* **PASSAGE TO READ**

_ _ _ _ _ _ _

Internet makes it hard for music

It’s hard for acts to sustain success in a world where the music just doesn’t scale anymore

So you’re 15 years old. You haven’t got a driver’s license, but you’ve got a computer, an iPad and an iPhone. Your parents insist you do well in school, you’re on the advanced placement track. Worldly in a way no generation including your parents’ was at your age previously, you see that we live in a society of winners and losers, and you don’t want the short end of the stick. So what do you do in your limited free time? Play the guitar? Sing in a band? Those odds are horrendous, almost no one succeeds, you’re dependent on too many others, and success never lasts. No, you develop an app, you pursue your tech dreams.

(From the pages of the April 2 issue of Variety.)

People in the music business don’t like this. They want you to believe the tunes are as good as they ever were, and if you challenge them, they say you’re too old, you listened to crap too, like the Beatles, the Stones, Elton John. … They want you to believe that Justin Timberlake is a national star. That what’s on Top Forty is universal. That Justin Bieber is forever. They’re delusional. The game has changed.

Once upon a time Top Forty radio was everything. It was your best friend. Want to know why it burgeoned? TRANSISTOR RADIOS! That was your heart’s desire in the ’60s, not an iPod; computers were something incomprehensible that filled whole rooms, you just wanted the tiny box that streamed your music via your best friend, the deejay. And when the Beatles appeared on Ed Sullivan, having honed their wares for years, the whole nation went nuts, everybody picked up a guitar to get some of what they had, fame, riches and sex. There are a lot easier ways to be rich, famous and get laid today, which is why the best and the brightest don’t go into music.

The baby boomers sustained the business during the classic rock era, the early ’70s, with FM and arena and stadium shows, but then the whole thing collapsed and was resuscitated by MTV, and then the Internet blew a hole in the music business so wide that those still in it can’t see it. The center is gone. The glue has melted away. Nothing SCALES!

Let’s start with this week’s big music business story. Justin Timberlake’s sale of almost a million albums. At wholesale, that’s not quite $10 million. David Bowie debuts with 85,000 albums, but this week he only sold 23,000, everybody who truly cares bought it, there’s no virality. Bon Jovi’s new album dropped by nearly 70% in its second week. If you think Bowie or Bon Jovi or even Justin Timberlake is going up from here, you’re delusional.

_ _ _ _ _ _ _

Copy the passage of the article on music and the Internet word for word, starting at "The baby boomers" and ending at "here, you’re delusional.".

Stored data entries
_ _ _ _ _ _ _

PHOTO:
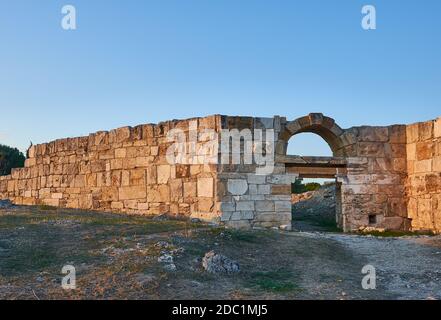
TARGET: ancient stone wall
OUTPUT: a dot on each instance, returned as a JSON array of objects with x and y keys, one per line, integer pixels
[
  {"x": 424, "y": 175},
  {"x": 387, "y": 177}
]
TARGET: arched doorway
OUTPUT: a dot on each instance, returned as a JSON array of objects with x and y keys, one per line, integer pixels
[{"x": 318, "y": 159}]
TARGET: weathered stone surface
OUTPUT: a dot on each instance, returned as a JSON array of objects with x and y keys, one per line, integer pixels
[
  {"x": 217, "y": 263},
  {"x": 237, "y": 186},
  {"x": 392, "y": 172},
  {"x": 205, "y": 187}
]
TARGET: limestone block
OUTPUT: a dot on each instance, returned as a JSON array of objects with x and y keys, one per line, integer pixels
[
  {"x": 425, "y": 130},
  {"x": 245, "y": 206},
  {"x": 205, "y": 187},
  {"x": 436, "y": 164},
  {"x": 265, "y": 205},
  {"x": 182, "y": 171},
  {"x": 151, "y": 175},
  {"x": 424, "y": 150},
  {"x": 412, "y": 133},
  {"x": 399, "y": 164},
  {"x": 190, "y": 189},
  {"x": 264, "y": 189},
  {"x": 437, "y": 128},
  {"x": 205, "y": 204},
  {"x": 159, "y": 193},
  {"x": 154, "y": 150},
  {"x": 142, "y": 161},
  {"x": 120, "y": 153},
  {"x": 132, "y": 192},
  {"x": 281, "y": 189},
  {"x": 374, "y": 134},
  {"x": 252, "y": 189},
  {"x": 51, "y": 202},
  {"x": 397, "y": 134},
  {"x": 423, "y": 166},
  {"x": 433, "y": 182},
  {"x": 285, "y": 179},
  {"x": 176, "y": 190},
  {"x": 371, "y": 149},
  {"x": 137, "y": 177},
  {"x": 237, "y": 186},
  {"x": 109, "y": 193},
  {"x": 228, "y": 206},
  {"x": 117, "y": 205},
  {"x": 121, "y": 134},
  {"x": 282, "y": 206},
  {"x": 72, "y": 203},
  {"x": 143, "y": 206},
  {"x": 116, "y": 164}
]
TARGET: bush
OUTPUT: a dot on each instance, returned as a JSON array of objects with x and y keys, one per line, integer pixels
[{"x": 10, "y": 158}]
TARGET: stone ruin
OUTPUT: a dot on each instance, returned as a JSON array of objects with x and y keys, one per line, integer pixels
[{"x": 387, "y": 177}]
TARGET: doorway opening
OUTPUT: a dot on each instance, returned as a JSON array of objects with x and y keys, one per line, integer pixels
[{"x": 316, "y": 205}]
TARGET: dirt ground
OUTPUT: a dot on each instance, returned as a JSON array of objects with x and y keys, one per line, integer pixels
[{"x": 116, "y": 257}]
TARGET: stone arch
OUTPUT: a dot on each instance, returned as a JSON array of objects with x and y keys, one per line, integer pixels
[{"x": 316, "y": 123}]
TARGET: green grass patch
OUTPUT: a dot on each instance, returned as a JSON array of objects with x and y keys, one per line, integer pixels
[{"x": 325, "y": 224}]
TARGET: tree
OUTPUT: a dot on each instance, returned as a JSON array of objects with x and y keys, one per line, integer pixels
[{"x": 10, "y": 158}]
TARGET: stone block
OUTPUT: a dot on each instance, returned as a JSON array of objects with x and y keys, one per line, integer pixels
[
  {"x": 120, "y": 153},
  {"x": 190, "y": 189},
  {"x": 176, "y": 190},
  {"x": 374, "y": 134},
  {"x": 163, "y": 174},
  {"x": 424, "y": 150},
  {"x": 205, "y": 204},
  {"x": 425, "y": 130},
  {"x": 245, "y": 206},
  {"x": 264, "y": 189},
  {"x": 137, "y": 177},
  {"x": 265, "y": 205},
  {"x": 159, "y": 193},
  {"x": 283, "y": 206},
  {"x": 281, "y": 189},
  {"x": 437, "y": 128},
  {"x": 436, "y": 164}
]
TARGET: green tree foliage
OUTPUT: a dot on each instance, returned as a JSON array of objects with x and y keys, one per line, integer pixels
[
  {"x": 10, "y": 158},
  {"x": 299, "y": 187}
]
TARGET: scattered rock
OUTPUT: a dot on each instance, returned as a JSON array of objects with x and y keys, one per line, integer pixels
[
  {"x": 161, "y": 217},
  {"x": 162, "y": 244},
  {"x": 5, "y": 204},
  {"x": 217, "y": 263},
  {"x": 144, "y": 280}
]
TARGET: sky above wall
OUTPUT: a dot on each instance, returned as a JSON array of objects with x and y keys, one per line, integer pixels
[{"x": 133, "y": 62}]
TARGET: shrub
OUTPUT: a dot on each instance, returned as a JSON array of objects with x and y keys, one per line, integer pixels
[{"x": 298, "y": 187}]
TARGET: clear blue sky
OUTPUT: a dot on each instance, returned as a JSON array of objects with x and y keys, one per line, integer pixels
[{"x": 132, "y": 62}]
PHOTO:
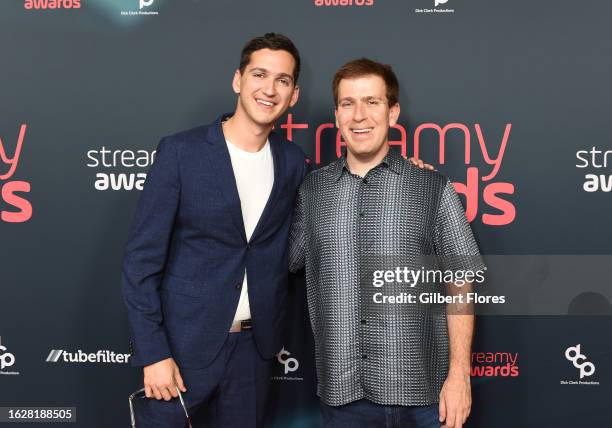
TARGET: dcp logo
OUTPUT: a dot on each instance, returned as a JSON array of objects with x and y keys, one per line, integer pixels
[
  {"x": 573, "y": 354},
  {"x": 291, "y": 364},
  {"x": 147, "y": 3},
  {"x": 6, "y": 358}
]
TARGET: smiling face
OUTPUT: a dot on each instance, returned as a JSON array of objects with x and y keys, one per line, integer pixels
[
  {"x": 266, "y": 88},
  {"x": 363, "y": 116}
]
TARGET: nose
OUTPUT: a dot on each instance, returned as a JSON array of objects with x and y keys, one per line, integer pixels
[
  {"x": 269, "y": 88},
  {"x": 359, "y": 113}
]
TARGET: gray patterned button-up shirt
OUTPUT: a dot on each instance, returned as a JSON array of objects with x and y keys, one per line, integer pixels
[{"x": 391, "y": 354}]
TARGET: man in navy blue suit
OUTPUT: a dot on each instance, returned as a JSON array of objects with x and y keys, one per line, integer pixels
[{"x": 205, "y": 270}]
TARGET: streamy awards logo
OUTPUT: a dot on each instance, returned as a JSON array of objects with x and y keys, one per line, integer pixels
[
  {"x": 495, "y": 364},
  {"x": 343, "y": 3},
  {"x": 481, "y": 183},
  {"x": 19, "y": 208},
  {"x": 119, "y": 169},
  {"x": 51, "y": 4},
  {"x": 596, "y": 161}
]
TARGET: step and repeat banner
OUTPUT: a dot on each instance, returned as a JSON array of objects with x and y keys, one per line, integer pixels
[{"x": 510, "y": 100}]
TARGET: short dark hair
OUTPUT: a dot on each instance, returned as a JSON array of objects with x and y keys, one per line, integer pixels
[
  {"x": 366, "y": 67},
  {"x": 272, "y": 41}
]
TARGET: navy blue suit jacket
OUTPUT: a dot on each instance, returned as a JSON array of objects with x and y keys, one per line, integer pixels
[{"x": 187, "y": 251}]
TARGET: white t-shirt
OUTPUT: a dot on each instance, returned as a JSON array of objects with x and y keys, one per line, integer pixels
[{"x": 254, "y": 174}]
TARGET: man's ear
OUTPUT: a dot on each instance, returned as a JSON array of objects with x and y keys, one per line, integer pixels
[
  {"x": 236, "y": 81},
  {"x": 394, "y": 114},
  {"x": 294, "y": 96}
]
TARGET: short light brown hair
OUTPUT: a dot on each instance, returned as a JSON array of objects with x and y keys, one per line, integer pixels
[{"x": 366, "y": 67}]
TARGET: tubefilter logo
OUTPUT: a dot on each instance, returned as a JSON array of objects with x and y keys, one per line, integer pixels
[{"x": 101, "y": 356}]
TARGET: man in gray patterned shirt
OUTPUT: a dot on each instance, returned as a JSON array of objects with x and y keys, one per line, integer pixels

_ _ _ _ _ _ _

* **SOLVED EXERCISE**
The baby boomers sustained the business during the classic rock era, the early ’70s, with FM and arena and stadium shows, but then the whole thing collapsed and was resuscitated by MTV, and then the Internet blew a hole in the music business so wide that those still in it can’t see it. The center is gone. The glue has melted away. Nothing SCALES!

Let’s start with this week’s big music business story. Justin Timberlake’s sale of almost a million albums. At wholesale, that’s not quite $10 million. David Bowie debuts with 85,000 albums, but this week he only sold 23,000, everybody who truly cares bought it, there’s no virality. Bon Jovi’s new album dropped by nearly 70% in its second week. If you think Bowie or Bon Jovi or even Justin Timberlake is going up from here, you’re delusional.